───── Extracted records

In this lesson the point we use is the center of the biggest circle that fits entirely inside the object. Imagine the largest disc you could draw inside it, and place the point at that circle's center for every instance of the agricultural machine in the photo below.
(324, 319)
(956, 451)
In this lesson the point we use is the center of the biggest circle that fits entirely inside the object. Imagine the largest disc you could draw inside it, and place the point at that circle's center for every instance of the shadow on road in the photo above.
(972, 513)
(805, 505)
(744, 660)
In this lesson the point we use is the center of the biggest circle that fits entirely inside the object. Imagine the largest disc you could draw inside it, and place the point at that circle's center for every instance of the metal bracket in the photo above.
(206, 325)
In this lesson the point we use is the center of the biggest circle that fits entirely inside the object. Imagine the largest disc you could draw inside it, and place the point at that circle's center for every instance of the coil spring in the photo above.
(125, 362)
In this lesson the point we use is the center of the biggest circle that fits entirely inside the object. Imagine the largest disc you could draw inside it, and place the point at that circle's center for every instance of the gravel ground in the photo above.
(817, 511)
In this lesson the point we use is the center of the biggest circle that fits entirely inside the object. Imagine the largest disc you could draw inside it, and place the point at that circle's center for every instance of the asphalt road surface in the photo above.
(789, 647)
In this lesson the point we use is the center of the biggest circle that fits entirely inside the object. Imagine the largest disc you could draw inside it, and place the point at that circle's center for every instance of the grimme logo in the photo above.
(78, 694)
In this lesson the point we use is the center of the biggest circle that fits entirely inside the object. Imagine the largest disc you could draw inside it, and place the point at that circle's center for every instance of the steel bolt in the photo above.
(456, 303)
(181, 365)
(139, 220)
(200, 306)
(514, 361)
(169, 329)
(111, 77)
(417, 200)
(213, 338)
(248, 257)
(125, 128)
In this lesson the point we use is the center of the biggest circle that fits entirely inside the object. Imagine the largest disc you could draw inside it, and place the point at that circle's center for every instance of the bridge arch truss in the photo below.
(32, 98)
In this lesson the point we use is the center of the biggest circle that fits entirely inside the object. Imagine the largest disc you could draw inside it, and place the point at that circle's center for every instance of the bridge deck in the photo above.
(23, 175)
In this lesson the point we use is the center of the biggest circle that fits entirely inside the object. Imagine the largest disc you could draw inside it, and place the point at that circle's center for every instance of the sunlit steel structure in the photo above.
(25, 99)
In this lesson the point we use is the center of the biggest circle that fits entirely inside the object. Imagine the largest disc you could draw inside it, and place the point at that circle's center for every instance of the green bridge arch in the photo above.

──────────

• [Work to do]: From the records above, extract every line exactly as it stands.

• [Complete answer]:
In this lesson the point we use is the center of the biggest circle that fits entirely inside the object. Imagine the largest disc you could draw inside it, and place the point at that circle's center for every instance of the agricultural machine in the photo below.
(324, 319)
(956, 451)
In this lesson the point we use is the center of the biggest circle that fits entirely inside the object. Imagine the largest disc you could draw inside it, and place the point at that circle's center for every instance of the shadow on road in the photo above.
(972, 513)
(805, 505)
(744, 660)
In this lesson the point we use is the center of the biggest circle that fits entirely inside the object. Imagine the largest disc you could draw inside it, and place the point at that circle's center for every instance of the metal bracket in the photo above.
(206, 325)
In this lesson the point we use is the center of the biggest circle that fits entirely inside the object. Imagine the largest disc you could draw inside it, and place the point at that circle's center for every instance of the coil spring in the photo above.
(125, 362)
In this lesson the point we use is the center of the biggest circle that fits entirely inside the object. Imagine the largest disc you could draw inside it, and place the point at that circle's center for every instance of the gravel ground in the photo above.
(817, 511)
In this lesson the point we use is the center of the biggest circle that fits entirely inside the object. Imagine the largest disc you could draw inside it, and place the point at that circle's center for every instance of the asphalt road surface in the photo above.
(789, 647)
In this lesson the point we use is the center of the biggest circle that fits entirely inside the object. Imagine the largest disc you could draw inside it, and place the point at that circle's center for every instance of the grimme logo in the photo above.
(78, 694)
In this lesson the point we use is the center of the biggest circle that fits entirely inside the object. Imagine the largest disc you could draw inside it, and place the point at that circle's center for every instance of the steel bolt in the photo above.
(456, 303)
(181, 365)
(139, 220)
(200, 306)
(514, 361)
(169, 329)
(111, 77)
(417, 200)
(213, 338)
(248, 257)
(125, 128)
In this lesson the point we use is the center of the biggest circle that fits entirely inside the object. Imagine the largest disc you could draw inside it, and place the point at that circle's center for every instance of the bridge arch truss in the photo below.
(32, 98)
In this lesson the point we use is the center of the biggest circle that fits entirely inside the object. Imagine the largest disc you could draw inside it, and place the point at that circle's center for every instance of the bridge deck in the photo above.
(23, 175)
In this lesson the point we use is the center of the biggest circle that fits entirely inside the object. Imagine the largest disc you could draw inside it, and place the point at that circle's center for every instance of the sunlit steel structure in the photo above.
(25, 99)
In this lesson the point we use is the center of the biggest circle that fits entirely inside the object. Imagine the largest disc you could draw inside it, and place the point at that circle's center for every instance of the green bridge arch in the photo above.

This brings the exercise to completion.